# [Requirement]
Write out, word for word, only the lines from the one containing "For the scouting tally, point out every instance of the clear" through the final line of the data.

* begin Material for this exercise *

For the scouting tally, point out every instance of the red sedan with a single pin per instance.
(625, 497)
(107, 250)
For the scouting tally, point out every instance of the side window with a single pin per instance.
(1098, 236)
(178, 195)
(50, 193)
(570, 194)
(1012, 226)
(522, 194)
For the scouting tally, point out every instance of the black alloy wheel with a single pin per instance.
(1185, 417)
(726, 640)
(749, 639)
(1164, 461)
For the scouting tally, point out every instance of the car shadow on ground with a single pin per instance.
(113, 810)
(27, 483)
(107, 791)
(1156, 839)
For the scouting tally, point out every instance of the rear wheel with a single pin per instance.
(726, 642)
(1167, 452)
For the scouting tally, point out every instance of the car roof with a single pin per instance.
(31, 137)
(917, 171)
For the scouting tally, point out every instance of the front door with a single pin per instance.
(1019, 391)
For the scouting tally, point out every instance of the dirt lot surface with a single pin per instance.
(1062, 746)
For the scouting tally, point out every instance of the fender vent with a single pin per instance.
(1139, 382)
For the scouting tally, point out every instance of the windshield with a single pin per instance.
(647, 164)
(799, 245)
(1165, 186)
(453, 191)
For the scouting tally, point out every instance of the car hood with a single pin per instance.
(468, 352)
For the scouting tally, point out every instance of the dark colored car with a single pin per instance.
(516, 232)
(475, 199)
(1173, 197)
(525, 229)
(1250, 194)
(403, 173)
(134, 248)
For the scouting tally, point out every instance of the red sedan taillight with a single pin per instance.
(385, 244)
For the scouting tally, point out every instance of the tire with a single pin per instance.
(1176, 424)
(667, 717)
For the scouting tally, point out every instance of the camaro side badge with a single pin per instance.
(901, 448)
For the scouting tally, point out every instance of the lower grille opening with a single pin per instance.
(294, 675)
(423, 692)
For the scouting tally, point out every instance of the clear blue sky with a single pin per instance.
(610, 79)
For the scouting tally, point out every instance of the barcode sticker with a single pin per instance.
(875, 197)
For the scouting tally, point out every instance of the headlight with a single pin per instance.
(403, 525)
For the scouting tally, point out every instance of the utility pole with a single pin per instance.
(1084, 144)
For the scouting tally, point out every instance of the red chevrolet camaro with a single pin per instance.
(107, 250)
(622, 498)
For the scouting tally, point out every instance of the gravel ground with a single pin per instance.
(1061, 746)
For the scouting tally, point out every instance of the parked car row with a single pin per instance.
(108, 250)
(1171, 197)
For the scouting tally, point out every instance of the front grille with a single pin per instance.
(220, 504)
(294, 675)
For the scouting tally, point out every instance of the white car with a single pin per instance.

* end Material for this exercise *

# [Reply to the exercise]
For the scouting tally, point out every instance of the clear blue sky with a single pin per instance.
(610, 79)
For the scouting tally, point out every instance of the barcode sticker with a single pin per instance.
(875, 197)
For the scouting tally, point out every instance of the headlight with a single pin per instance.
(403, 525)
For the scouting tally, point out every instance of the utility pole with a single pin per instance.
(1084, 144)
For the scouting tally, point out every instance of the red chevrolet camaro with a single pin per instance.
(107, 250)
(622, 498)
For the scouting tally, point out every instance of the gravel ground with a single pin per instance.
(1061, 746)
For the scouting tally, point out every instance of the parked car row with a single pin per instance.
(108, 250)
(1171, 197)
For the scouting tally, point out every instance of the front grille with a single pin per instance.
(220, 504)
(294, 675)
For the scouting tally, point out every instance of the white car with a single pin per instance.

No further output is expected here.